> [Short problem] Write what comes next in the concert review of Nine Inch Nails and David Bowie, picking up right after its last sentence.
----- Article -----
Live Review: Nine Inch Nails and David Bowie

by Mitch Goldman

Lakewood Ampitheatre, Atlanta GA 10/9/95

What may have seemed like an odd billing for a one-off, six-week US tour is perhaps the most inspired pairing of trans-generational rock artists you're likely to come across in post-punk America. David Bowie, musical chameleon, ground-breaker, trendsetter, foundation-builder for pre- and post-industrial music; and Trent Reznor, alienated teen America's heartthrob and keeper of the "industrial" music flame, hitting the road for an "alone and together" show that galvanizes (and alienates) two (or three) generations of fans, telescopes influences and the influenced in one lengthy set, and generally sets critics to head-scratching while the rest of us just ... enjoy. Bowie shows he's as hip as he wants to be, Trent shows he can focus on music and playing, and both artists show us all how close to each other they can and do move, both onstage and on record.

Nine Inch Nails fans were certainly surprised to hear that the more-popular Trent would take an "opening" slot on this tour; Trent's third release, The Downward Spiral, is one of the most popular and influential records to come out of the industrial/alternative movement. It's also a flat-out great record, in which Trent exorcises demons, confronts pain and anger, rocks out hard and introspects harder. "Hurt," the closing ballad, may be the most nakedly confessional song to ever hit the top 40 ... when Trent sings "you can have it all/my empire of dirt," every kid who's ever felt worthless knows there's someone in the spotlight who's felt, and still feels, their pain. Rock music can have no better catharsis.

After two full triumphant tours in the wake of Spiral, Trent certainly didn't need the exposure of opening for his one-time idol David Bowie, who's trilogy of records made in Berlin with Brian Eno enormously influenced the industrial/ambient movement of which Trent is the leading figure. But Bowie could use the exposure ... after abandoning his legacy of hits on the Sound and Vision tour in 1990, Bowie concentrated on his hard rock outfit Tin Machine. When little public interest surfaced, Bowie went back to solo work ... but his overly produced Black Tie White Noise album (1993) went nowhere fast, and his criminally underrated Buddha of Suburbia (also 93) wasn't even released in the states. So his well publicized new recording with Eno, his first work with the maestro since Lodger in 1979, garnered a lot of speculation about where Bowie was headed (or headed back to).
----- Records provided -----
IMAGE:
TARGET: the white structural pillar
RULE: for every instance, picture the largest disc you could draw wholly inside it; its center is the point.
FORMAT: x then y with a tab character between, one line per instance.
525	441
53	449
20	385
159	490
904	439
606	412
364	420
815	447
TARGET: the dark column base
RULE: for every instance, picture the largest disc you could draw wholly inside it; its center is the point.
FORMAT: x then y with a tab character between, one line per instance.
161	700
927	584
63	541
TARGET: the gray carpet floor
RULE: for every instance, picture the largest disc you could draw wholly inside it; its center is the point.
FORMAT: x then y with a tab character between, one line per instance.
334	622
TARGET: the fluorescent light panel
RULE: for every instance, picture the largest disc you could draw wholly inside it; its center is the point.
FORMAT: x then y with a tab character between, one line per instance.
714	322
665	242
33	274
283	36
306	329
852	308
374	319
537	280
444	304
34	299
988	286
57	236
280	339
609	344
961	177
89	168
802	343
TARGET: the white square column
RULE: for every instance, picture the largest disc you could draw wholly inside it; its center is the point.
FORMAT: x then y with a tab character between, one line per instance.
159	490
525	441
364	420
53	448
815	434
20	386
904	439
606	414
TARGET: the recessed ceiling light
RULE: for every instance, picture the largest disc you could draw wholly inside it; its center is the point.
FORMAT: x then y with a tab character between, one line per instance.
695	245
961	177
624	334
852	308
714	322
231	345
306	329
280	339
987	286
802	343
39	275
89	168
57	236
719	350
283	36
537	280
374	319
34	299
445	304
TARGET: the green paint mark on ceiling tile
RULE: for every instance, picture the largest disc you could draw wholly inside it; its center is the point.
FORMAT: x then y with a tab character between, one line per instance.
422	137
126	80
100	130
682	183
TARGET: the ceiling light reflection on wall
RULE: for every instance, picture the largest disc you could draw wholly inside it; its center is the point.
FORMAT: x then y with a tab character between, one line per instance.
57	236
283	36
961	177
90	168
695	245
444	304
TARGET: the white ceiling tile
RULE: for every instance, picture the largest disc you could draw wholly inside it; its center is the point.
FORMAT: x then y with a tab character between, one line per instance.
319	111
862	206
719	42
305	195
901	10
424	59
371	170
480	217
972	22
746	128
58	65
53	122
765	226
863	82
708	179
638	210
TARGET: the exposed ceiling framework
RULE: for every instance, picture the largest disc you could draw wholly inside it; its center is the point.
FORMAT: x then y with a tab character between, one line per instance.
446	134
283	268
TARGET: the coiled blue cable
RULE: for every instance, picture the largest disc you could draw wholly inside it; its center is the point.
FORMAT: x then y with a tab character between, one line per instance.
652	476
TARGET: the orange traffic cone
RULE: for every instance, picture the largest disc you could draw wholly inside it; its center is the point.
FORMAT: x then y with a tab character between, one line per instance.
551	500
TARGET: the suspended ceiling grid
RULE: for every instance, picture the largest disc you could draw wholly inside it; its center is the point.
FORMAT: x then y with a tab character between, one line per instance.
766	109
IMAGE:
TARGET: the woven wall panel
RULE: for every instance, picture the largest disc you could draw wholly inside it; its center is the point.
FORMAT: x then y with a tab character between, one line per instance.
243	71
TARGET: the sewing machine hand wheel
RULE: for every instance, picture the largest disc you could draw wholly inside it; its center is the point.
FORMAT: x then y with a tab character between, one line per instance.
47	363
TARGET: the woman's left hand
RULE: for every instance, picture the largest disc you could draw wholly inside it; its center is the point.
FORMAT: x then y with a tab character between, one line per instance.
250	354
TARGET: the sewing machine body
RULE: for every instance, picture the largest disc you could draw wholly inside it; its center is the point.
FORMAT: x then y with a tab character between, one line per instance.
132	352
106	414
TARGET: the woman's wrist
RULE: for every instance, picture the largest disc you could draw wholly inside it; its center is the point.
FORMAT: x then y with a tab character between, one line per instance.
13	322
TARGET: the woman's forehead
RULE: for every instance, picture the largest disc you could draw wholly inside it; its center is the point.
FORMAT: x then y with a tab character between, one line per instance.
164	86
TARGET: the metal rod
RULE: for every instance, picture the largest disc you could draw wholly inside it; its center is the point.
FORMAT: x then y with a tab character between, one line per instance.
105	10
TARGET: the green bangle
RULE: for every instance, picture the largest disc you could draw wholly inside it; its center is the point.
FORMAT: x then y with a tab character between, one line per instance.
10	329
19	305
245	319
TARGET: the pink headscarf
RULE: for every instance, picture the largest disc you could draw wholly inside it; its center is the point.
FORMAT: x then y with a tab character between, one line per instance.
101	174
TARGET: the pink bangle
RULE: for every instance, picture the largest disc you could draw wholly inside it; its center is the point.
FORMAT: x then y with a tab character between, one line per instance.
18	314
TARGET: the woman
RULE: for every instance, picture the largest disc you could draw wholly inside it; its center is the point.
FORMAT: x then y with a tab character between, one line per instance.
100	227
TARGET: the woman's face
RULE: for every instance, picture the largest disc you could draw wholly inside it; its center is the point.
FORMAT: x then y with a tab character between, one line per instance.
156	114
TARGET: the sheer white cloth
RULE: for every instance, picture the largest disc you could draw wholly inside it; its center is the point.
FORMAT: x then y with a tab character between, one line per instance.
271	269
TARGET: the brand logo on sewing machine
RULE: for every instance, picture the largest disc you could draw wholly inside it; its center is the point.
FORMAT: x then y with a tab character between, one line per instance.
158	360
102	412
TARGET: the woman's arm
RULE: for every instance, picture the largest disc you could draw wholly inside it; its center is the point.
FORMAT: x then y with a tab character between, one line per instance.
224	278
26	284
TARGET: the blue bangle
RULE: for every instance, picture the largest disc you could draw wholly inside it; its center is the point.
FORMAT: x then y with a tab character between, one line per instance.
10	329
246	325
-----
> [Exercise response]
Predictably, the concept LP Outside has more than a little "modern" industrial sound to it, but Bowie's borrowing of recent influences is more like cashing in an old debt ... he started a lot of this generation's artists in this direction twenty years ago, so if he comes back to this music, well, he's entitled to it. And while the futuristic murder-mystery concept of Outside is gibberish to my brain, the 74-plus minutes of music is his most stunning since 1980's Scary Monsters ... from the industrial dance throb of "The Heart's Filthy Lesson" to the pulsating "We Prick You" to the traditioanl jazz stylings of "A Small Plot Of Land," Bowie, Eno, and company cover a lot of ground that always seems to lead back to Bowie. Some of this stuff sounds like other music you might have heard ... but all of it sounds like Bowie, and that's always been his charm. No matter what guise he wears, we always know that David lurks beneath, winking at us, saying "hey, you know it's me ... isn't this a cool disguise?" Yes, it is, David....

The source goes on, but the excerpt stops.